ASSIGNMENT:
Search each line below for the word "minivan" and list those that contain it.

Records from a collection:
*** Begin section ***

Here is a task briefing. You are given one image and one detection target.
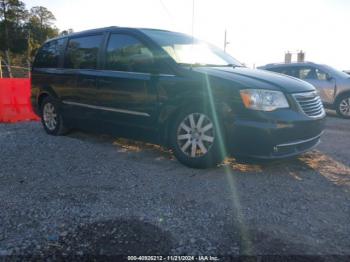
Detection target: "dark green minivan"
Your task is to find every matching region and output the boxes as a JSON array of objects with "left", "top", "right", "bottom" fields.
[{"left": 31, "top": 27, "right": 325, "bottom": 168}]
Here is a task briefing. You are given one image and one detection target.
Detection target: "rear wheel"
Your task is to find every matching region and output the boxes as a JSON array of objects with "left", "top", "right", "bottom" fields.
[
  {"left": 336, "top": 94, "right": 350, "bottom": 119},
  {"left": 170, "top": 107, "right": 226, "bottom": 168},
  {"left": 41, "top": 97, "right": 69, "bottom": 135}
]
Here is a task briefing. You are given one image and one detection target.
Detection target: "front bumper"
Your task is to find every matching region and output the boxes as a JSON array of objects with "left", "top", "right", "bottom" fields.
[{"left": 226, "top": 109, "right": 326, "bottom": 159}]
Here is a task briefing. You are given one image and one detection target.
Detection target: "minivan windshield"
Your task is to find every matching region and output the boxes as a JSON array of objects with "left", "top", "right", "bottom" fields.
[{"left": 141, "top": 29, "right": 243, "bottom": 67}]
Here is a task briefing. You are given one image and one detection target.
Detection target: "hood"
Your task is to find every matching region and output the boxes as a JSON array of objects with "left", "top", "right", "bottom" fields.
[{"left": 192, "top": 67, "right": 315, "bottom": 93}]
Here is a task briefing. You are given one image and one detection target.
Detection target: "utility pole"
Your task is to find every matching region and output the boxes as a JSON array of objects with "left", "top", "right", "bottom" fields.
[
  {"left": 27, "top": 29, "right": 31, "bottom": 77},
  {"left": 1, "top": 0, "right": 13, "bottom": 78},
  {"left": 224, "top": 29, "right": 230, "bottom": 52},
  {"left": 191, "top": 0, "right": 195, "bottom": 39}
]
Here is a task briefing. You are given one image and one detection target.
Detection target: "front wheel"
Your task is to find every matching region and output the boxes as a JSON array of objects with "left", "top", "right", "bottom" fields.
[
  {"left": 336, "top": 94, "right": 350, "bottom": 119},
  {"left": 170, "top": 108, "right": 226, "bottom": 168},
  {"left": 41, "top": 97, "right": 69, "bottom": 135}
]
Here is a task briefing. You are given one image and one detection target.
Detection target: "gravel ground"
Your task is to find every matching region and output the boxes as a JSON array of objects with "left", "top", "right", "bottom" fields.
[{"left": 0, "top": 110, "right": 349, "bottom": 259}]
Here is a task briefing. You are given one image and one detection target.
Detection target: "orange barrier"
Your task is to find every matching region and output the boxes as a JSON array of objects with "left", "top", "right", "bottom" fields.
[{"left": 0, "top": 78, "right": 40, "bottom": 123}]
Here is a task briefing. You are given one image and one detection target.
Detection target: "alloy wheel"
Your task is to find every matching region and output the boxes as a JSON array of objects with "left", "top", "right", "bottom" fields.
[
  {"left": 176, "top": 113, "right": 215, "bottom": 158},
  {"left": 339, "top": 97, "right": 350, "bottom": 116},
  {"left": 43, "top": 102, "right": 57, "bottom": 131}
]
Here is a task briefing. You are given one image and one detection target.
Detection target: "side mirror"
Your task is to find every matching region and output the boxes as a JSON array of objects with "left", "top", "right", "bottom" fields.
[{"left": 326, "top": 75, "right": 334, "bottom": 81}]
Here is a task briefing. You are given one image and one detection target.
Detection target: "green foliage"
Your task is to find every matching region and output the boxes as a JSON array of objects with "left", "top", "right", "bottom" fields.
[
  {"left": 0, "top": 0, "right": 27, "bottom": 22},
  {"left": 0, "top": 0, "right": 27, "bottom": 52},
  {"left": 28, "top": 6, "right": 58, "bottom": 44},
  {"left": 0, "top": 0, "right": 61, "bottom": 66}
]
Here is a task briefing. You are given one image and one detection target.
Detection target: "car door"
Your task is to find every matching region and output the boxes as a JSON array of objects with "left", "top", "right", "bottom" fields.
[
  {"left": 95, "top": 32, "right": 161, "bottom": 128},
  {"left": 61, "top": 34, "right": 105, "bottom": 120},
  {"left": 313, "top": 68, "right": 336, "bottom": 104},
  {"left": 296, "top": 66, "right": 336, "bottom": 104},
  {"left": 32, "top": 38, "right": 67, "bottom": 105}
]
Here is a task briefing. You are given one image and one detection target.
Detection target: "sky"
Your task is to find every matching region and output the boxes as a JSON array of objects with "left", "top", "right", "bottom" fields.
[{"left": 23, "top": 0, "right": 350, "bottom": 70}]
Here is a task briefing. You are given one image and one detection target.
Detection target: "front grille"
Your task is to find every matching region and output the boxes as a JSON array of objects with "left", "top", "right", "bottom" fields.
[{"left": 293, "top": 91, "right": 325, "bottom": 118}]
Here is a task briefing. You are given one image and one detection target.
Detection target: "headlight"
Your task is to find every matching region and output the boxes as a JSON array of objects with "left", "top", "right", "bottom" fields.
[{"left": 240, "top": 89, "right": 289, "bottom": 111}]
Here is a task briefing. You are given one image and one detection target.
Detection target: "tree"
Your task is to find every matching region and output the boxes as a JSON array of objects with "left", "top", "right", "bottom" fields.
[
  {"left": 26, "top": 6, "right": 58, "bottom": 60},
  {"left": 30, "top": 6, "right": 55, "bottom": 25},
  {"left": 0, "top": 2, "right": 60, "bottom": 76},
  {"left": 0, "top": 0, "right": 27, "bottom": 77},
  {"left": 29, "top": 6, "right": 55, "bottom": 43}
]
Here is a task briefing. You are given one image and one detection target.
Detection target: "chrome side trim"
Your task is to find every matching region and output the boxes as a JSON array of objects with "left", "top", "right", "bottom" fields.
[
  {"left": 94, "top": 69, "right": 176, "bottom": 77},
  {"left": 35, "top": 68, "right": 176, "bottom": 77},
  {"left": 276, "top": 131, "right": 324, "bottom": 148},
  {"left": 62, "top": 101, "right": 151, "bottom": 117}
]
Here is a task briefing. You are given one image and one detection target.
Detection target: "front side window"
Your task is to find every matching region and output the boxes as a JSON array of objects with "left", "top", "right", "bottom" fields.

*** End section ***

WRITTEN RESPONSE:
Detection target: "dark green minivan"
Detection target: "minivan windshield"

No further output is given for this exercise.